##### RECORDED DATA

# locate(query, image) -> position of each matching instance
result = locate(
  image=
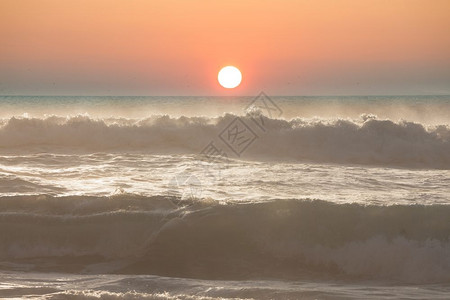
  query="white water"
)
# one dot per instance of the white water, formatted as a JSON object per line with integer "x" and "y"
{"x": 329, "y": 201}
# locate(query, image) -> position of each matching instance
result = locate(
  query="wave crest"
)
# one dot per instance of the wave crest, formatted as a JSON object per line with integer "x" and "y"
{"x": 282, "y": 239}
{"x": 365, "y": 141}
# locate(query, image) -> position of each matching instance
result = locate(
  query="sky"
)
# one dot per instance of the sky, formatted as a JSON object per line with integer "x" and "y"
{"x": 177, "y": 47}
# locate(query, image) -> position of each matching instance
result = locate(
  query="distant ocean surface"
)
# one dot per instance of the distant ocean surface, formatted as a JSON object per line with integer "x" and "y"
{"x": 261, "y": 197}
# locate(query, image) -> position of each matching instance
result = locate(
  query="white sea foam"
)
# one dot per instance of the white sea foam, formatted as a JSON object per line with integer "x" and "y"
{"x": 364, "y": 141}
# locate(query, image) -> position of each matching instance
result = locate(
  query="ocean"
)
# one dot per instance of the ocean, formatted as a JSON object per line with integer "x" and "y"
{"x": 263, "y": 197}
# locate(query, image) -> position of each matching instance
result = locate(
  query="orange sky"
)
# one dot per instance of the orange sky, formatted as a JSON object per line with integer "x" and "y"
{"x": 176, "y": 47}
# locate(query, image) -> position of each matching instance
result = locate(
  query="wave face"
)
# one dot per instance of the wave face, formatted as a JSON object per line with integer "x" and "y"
{"x": 364, "y": 141}
{"x": 275, "y": 239}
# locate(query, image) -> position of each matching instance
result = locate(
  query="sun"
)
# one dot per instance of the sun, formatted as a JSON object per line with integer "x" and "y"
{"x": 229, "y": 77}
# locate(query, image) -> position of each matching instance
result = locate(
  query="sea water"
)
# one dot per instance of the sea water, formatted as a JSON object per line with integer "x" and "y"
{"x": 262, "y": 197}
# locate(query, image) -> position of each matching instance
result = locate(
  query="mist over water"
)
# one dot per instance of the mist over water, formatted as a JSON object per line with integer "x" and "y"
{"x": 332, "y": 193}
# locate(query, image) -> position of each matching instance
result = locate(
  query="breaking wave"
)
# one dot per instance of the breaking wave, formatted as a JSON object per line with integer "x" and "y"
{"x": 204, "y": 239}
{"x": 364, "y": 141}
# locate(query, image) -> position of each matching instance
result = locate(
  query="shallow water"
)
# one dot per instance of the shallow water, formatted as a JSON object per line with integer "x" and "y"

##########

#### WORK TO COMPLETE
In the data above, which lines have "shallow"? Report each of them.

#### RESULT
  query="shallow water"
# one dot per instance of the shallow water, formatted as a JSON object per line with integer "x" and "y"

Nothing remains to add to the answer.